┌──
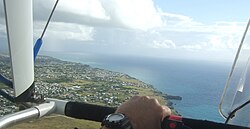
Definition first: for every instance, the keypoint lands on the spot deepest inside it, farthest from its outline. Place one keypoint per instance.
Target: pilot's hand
(144, 112)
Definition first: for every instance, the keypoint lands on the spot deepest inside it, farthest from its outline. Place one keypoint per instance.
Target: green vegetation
(2, 85)
(77, 82)
(58, 122)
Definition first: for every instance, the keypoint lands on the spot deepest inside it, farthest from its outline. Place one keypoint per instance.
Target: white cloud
(139, 14)
(92, 8)
(65, 31)
(163, 44)
(135, 14)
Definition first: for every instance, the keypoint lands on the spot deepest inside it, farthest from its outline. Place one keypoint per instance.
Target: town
(65, 80)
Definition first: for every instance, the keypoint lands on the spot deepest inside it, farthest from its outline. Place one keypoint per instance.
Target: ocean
(199, 83)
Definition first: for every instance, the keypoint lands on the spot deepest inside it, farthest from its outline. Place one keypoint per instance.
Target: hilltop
(78, 82)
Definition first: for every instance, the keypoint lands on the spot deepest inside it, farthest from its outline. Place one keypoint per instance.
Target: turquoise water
(200, 83)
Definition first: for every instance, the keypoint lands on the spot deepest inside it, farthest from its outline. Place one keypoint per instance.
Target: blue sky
(208, 11)
(209, 29)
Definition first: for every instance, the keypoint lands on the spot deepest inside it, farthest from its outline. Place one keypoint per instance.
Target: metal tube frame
(44, 109)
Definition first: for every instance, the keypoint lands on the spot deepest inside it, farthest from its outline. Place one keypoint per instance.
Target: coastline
(79, 82)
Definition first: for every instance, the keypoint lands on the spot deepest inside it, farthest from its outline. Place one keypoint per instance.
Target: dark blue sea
(200, 83)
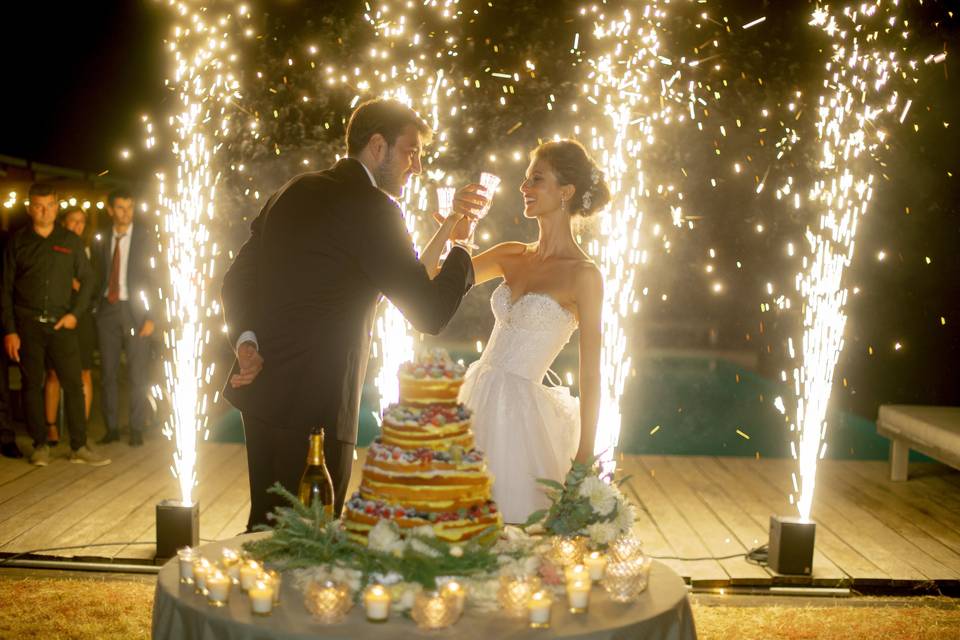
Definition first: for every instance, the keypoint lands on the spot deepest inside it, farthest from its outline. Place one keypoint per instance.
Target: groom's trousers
(276, 454)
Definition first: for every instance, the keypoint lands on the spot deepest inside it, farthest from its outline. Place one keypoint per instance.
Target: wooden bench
(933, 431)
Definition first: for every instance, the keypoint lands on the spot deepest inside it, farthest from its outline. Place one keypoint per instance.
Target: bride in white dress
(550, 287)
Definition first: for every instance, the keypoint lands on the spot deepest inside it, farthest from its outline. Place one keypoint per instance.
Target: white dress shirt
(124, 261)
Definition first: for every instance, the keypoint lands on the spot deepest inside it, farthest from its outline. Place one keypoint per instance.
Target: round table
(662, 612)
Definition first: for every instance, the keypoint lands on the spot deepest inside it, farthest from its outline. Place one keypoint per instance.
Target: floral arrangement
(586, 504)
(306, 538)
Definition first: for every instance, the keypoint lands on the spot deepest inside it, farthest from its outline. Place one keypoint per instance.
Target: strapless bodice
(528, 334)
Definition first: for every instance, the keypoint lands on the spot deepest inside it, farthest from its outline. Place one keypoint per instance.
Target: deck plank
(912, 524)
(829, 548)
(140, 509)
(220, 462)
(700, 512)
(856, 527)
(654, 542)
(675, 529)
(870, 531)
(51, 500)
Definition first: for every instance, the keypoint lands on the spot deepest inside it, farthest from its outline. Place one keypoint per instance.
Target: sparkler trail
(639, 91)
(205, 86)
(858, 77)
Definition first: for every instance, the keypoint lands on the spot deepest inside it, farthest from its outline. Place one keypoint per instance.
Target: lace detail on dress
(528, 430)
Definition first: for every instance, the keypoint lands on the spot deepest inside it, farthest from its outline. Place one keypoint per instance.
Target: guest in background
(73, 219)
(40, 314)
(125, 302)
(8, 441)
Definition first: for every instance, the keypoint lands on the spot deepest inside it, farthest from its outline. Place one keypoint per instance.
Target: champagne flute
(489, 182)
(445, 197)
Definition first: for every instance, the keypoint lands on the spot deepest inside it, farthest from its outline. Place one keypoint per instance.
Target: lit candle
(249, 572)
(578, 595)
(539, 607)
(515, 592)
(568, 551)
(186, 557)
(431, 610)
(576, 572)
(275, 580)
(261, 597)
(376, 601)
(231, 563)
(456, 594)
(596, 563)
(201, 568)
(218, 588)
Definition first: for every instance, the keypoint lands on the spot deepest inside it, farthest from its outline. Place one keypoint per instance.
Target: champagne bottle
(315, 483)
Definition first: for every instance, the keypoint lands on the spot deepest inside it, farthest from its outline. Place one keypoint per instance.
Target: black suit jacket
(322, 250)
(142, 279)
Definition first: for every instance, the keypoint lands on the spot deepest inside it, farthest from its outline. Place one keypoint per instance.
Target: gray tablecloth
(663, 611)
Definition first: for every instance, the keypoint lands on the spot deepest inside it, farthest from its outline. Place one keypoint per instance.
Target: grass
(84, 608)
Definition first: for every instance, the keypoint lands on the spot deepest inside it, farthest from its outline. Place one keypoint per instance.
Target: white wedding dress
(528, 430)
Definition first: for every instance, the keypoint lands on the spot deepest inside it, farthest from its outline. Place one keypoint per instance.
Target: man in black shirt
(40, 315)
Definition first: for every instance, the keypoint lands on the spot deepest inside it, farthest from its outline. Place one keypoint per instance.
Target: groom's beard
(388, 177)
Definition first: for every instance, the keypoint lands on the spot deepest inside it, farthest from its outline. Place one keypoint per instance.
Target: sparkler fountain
(858, 98)
(636, 87)
(205, 86)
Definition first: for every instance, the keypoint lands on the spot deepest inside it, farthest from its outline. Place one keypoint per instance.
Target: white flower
(603, 532)
(602, 496)
(384, 537)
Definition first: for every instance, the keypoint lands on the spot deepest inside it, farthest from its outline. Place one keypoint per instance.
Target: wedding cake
(424, 468)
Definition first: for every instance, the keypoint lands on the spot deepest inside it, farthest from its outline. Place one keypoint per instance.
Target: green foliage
(306, 537)
(570, 512)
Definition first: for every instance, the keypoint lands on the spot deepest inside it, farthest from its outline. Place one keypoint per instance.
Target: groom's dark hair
(387, 117)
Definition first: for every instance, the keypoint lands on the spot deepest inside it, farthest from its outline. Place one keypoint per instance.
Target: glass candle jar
(515, 592)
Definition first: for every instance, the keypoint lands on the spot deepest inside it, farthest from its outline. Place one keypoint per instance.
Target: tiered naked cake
(424, 469)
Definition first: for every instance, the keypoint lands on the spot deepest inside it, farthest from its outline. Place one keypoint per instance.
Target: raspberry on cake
(433, 378)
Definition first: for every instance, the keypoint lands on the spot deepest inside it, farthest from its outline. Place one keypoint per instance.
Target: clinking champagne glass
(489, 182)
(445, 200)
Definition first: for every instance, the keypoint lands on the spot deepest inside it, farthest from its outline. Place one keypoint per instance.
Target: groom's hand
(469, 200)
(250, 362)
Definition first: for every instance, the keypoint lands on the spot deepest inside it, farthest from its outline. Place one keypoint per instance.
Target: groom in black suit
(300, 299)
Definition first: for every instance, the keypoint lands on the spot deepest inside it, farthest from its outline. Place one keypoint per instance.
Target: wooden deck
(870, 532)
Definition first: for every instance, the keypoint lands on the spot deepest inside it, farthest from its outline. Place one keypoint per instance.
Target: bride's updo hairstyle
(572, 165)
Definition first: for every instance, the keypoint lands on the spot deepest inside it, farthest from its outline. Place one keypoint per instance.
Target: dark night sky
(78, 76)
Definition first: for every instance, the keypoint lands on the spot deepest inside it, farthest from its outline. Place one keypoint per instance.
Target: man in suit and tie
(301, 296)
(124, 307)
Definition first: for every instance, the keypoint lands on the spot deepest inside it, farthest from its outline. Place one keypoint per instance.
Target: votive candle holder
(578, 595)
(185, 558)
(625, 581)
(261, 597)
(568, 550)
(433, 610)
(515, 593)
(218, 588)
(376, 603)
(328, 601)
(626, 548)
(539, 608)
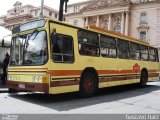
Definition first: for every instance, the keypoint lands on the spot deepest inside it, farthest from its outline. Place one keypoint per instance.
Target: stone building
(22, 13)
(136, 18)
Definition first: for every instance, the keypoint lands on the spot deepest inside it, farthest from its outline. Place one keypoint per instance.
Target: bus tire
(88, 85)
(143, 79)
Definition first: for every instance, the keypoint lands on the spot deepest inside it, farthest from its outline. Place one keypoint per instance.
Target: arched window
(117, 28)
(93, 21)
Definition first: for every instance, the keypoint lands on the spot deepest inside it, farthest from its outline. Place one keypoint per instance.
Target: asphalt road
(116, 100)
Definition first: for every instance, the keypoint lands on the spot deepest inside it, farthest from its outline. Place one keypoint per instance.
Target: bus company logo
(136, 68)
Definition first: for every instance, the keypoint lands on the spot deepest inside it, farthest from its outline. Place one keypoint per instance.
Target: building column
(122, 23)
(127, 23)
(86, 22)
(97, 23)
(110, 22)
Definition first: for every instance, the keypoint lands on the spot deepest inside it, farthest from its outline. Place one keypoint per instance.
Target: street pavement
(116, 100)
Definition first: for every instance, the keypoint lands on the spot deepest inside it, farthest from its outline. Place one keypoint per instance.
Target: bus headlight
(10, 77)
(37, 78)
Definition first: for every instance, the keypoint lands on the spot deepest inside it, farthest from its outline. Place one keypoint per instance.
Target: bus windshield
(29, 49)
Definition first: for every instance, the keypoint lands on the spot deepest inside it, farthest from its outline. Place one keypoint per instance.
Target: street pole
(41, 13)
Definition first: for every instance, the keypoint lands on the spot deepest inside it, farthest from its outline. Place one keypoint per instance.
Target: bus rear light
(45, 79)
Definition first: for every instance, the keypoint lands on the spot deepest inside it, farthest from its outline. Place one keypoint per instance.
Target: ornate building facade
(136, 18)
(22, 13)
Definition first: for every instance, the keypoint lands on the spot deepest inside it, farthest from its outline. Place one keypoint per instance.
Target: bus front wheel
(88, 85)
(143, 79)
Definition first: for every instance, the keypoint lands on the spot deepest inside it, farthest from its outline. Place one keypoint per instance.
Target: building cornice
(45, 7)
(19, 16)
(71, 14)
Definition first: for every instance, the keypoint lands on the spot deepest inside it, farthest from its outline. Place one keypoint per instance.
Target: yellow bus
(55, 57)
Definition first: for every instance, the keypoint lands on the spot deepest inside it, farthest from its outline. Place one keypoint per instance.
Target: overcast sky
(8, 4)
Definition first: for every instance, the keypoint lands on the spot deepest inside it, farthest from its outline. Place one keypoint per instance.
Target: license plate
(22, 86)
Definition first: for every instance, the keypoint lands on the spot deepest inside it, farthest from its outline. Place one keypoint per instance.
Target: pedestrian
(5, 66)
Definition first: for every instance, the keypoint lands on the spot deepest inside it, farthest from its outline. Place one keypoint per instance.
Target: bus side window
(62, 48)
(88, 43)
(152, 54)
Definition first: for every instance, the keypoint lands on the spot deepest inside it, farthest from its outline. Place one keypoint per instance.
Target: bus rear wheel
(143, 79)
(88, 85)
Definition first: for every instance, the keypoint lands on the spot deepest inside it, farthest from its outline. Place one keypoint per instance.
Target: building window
(93, 22)
(75, 22)
(143, 17)
(55, 16)
(76, 9)
(117, 18)
(62, 50)
(22, 11)
(105, 20)
(143, 35)
(50, 14)
(117, 28)
(88, 43)
(36, 13)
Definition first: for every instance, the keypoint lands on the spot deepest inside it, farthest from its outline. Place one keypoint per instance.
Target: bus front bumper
(25, 86)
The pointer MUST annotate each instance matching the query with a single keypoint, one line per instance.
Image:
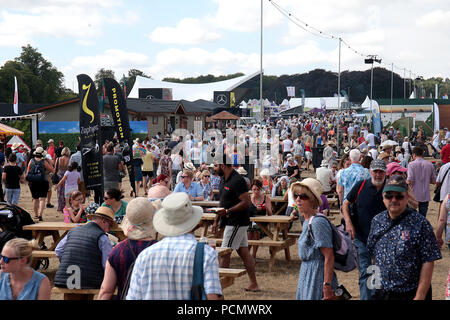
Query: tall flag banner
(124, 86)
(102, 98)
(376, 117)
(91, 151)
(16, 97)
(291, 91)
(436, 117)
(119, 112)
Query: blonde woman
(18, 281)
(315, 247)
(205, 184)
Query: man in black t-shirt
(235, 200)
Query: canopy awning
(9, 131)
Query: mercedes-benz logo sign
(222, 99)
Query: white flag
(291, 91)
(16, 97)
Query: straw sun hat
(177, 215)
(314, 186)
(103, 212)
(138, 221)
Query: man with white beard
(366, 200)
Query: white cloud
(22, 21)
(187, 31)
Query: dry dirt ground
(279, 284)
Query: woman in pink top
(71, 179)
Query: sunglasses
(7, 259)
(302, 196)
(396, 196)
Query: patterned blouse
(401, 252)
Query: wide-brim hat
(103, 212)
(314, 186)
(394, 167)
(177, 215)
(138, 221)
(40, 152)
(189, 166)
(15, 145)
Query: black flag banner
(91, 151)
(119, 113)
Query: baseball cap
(397, 184)
(378, 164)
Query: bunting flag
(16, 97)
(119, 113)
(91, 151)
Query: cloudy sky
(180, 38)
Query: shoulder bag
(55, 176)
(197, 290)
(437, 190)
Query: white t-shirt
(287, 145)
(324, 176)
(371, 138)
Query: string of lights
(317, 32)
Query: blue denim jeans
(12, 196)
(364, 261)
(423, 208)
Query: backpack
(37, 172)
(345, 258)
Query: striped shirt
(164, 271)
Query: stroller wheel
(43, 264)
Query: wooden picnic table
(278, 237)
(206, 204)
(41, 230)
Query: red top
(445, 154)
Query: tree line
(40, 82)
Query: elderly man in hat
(138, 227)
(164, 271)
(87, 247)
(403, 246)
(363, 202)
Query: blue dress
(310, 280)
(29, 292)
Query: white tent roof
(188, 91)
(330, 103)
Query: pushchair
(12, 220)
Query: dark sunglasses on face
(302, 196)
(7, 259)
(396, 196)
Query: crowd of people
(382, 183)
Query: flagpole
(339, 94)
(261, 75)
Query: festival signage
(92, 161)
(119, 113)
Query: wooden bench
(43, 254)
(227, 276)
(76, 294)
(274, 247)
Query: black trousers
(381, 294)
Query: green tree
(100, 75)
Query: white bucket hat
(314, 186)
(138, 221)
(241, 171)
(177, 215)
(189, 166)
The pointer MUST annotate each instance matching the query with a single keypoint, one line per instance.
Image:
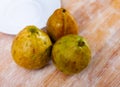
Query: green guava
(71, 54)
(61, 23)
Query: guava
(31, 48)
(61, 23)
(71, 54)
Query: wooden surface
(99, 23)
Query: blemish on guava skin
(64, 10)
(81, 43)
(33, 50)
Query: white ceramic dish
(16, 14)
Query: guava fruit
(31, 48)
(61, 23)
(71, 54)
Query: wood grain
(99, 23)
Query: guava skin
(71, 54)
(31, 48)
(61, 23)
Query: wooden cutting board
(99, 23)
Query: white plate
(16, 14)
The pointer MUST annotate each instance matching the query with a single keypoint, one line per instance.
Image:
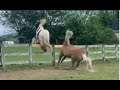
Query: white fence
(97, 50)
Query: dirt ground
(29, 74)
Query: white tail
(88, 61)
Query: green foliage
(89, 27)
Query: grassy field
(45, 57)
(108, 70)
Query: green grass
(108, 70)
(45, 57)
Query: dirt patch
(29, 74)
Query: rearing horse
(42, 37)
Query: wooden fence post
(30, 54)
(87, 50)
(53, 55)
(3, 56)
(103, 52)
(116, 48)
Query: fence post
(116, 47)
(53, 55)
(30, 54)
(0, 55)
(3, 56)
(87, 50)
(103, 52)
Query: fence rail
(101, 49)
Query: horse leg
(60, 57)
(73, 63)
(78, 63)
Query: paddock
(25, 61)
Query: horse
(42, 36)
(76, 54)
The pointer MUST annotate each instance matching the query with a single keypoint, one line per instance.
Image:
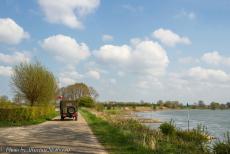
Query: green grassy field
(115, 140)
(27, 122)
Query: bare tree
(78, 90)
(34, 83)
(93, 93)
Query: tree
(228, 105)
(34, 83)
(214, 105)
(86, 101)
(4, 98)
(201, 104)
(78, 90)
(93, 93)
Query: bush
(222, 147)
(168, 128)
(17, 113)
(99, 107)
(86, 101)
(34, 83)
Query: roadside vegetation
(126, 135)
(35, 89)
(165, 105)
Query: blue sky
(129, 50)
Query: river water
(216, 121)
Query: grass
(27, 122)
(115, 140)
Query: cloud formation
(65, 48)
(11, 32)
(141, 57)
(209, 74)
(94, 74)
(5, 70)
(215, 58)
(15, 58)
(67, 12)
(169, 38)
(107, 37)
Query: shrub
(168, 128)
(86, 101)
(17, 113)
(99, 107)
(34, 83)
(222, 147)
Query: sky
(128, 50)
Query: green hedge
(15, 114)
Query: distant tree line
(212, 105)
(85, 95)
(166, 104)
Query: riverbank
(126, 135)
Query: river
(216, 121)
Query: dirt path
(68, 135)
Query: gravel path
(51, 136)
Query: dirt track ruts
(75, 136)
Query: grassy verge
(115, 140)
(27, 122)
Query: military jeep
(68, 109)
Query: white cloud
(208, 74)
(141, 57)
(186, 14)
(69, 76)
(215, 58)
(17, 57)
(149, 57)
(5, 70)
(113, 81)
(188, 60)
(65, 48)
(94, 74)
(67, 12)
(170, 38)
(132, 8)
(11, 32)
(107, 37)
(114, 54)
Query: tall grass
(166, 140)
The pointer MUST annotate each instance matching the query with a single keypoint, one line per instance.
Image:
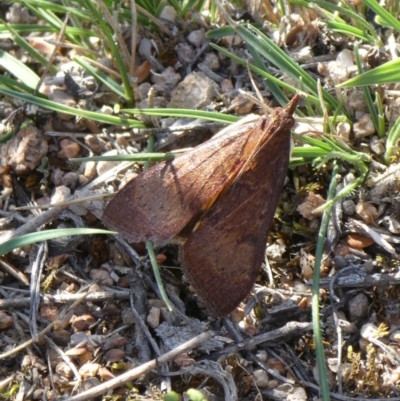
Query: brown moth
(217, 201)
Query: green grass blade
(18, 69)
(50, 105)
(40, 236)
(384, 74)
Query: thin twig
(143, 369)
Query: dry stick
(43, 332)
(64, 298)
(12, 271)
(140, 370)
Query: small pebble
(153, 318)
(358, 307)
(261, 378)
(69, 149)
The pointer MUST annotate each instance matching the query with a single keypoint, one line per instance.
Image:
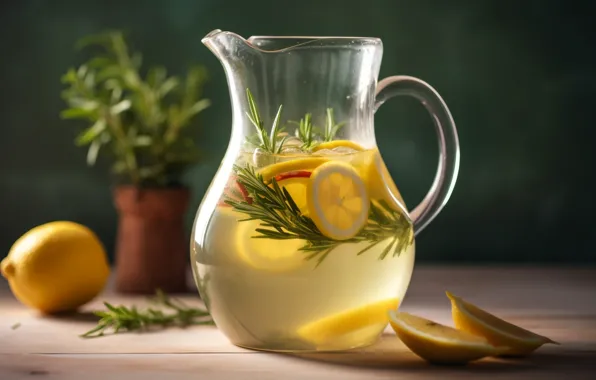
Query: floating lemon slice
(338, 143)
(438, 343)
(264, 254)
(306, 163)
(359, 325)
(296, 185)
(337, 200)
(378, 180)
(498, 332)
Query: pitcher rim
(301, 40)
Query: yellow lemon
(57, 266)
(438, 343)
(373, 170)
(337, 200)
(498, 332)
(297, 164)
(266, 254)
(338, 143)
(357, 325)
(378, 180)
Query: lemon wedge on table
(352, 327)
(438, 343)
(337, 200)
(470, 318)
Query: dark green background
(519, 77)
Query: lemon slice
(470, 318)
(267, 254)
(379, 183)
(338, 143)
(438, 343)
(337, 200)
(359, 325)
(305, 163)
(297, 186)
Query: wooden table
(557, 302)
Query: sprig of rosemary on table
(122, 318)
(281, 219)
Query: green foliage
(142, 121)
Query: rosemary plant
(142, 121)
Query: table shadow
(389, 353)
(72, 316)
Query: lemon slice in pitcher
(278, 255)
(306, 163)
(337, 200)
(266, 254)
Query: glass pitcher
(303, 241)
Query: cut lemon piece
(296, 184)
(438, 343)
(338, 143)
(305, 163)
(266, 254)
(470, 318)
(337, 200)
(379, 183)
(359, 325)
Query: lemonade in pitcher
(303, 242)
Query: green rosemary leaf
(281, 219)
(387, 249)
(122, 318)
(368, 247)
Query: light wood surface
(557, 302)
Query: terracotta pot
(152, 247)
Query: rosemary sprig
(281, 219)
(269, 143)
(122, 318)
(331, 128)
(306, 132)
(273, 142)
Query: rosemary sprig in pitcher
(281, 219)
(274, 142)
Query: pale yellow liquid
(265, 309)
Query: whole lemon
(57, 266)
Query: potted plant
(141, 120)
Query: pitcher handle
(448, 168)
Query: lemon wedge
(470, 318)
(378, 180)
(438, 343)
(262, 254)
(337, 200)
(358, 326)
(306, 163)
(338, 143)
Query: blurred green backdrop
(519, 77)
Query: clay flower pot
(152, 246)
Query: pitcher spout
(223, 44)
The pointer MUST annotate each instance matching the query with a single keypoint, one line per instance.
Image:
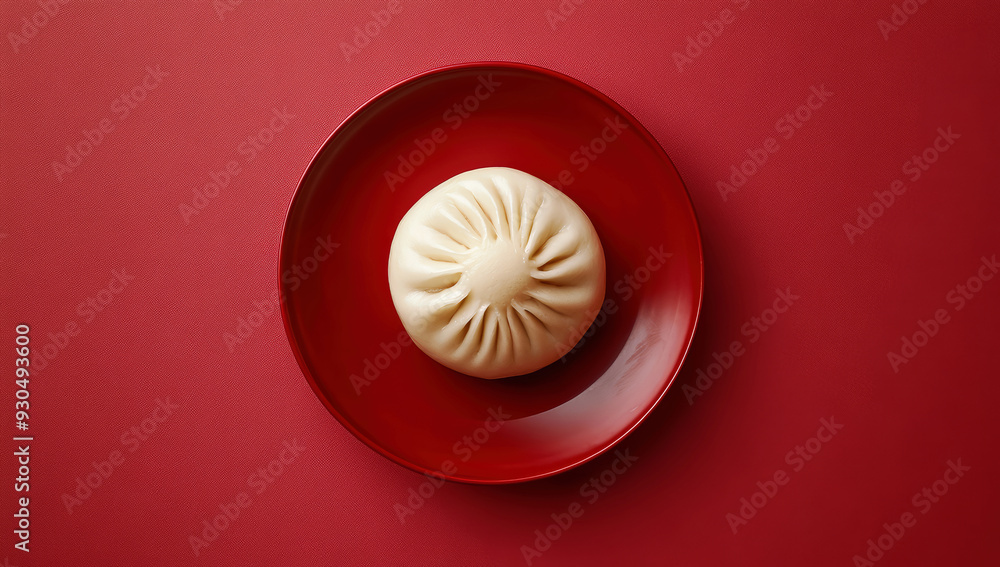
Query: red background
└──
YOUR ASSIGNMENT: Copy exactly the lines from the line that holds "Query: pale yellow liquid" to the end of the listing, both included. Leave the pictures out.

ANSWER:
Query: pale yellow liquid
(265, 309)
Query: whole lemon
(57, 266)
Query: potted plant
(141, 120)
Query: pitcher handle
(448, 168)
Query: lemon wedge
(470, 318)
(378, 180)
(438, 343)
(262, 254)
(337, 200)
(358, 326)
(306, 163)
(338, 143)
Query: blurred green backdrop
(519, 77)
Query: clay flower pot
(152, 246)
Query: pitcher spout
(223, 44)
The pointer MUST annotate each instance matching the query with a single keypoint, one line per instance.
Image:
Query: red background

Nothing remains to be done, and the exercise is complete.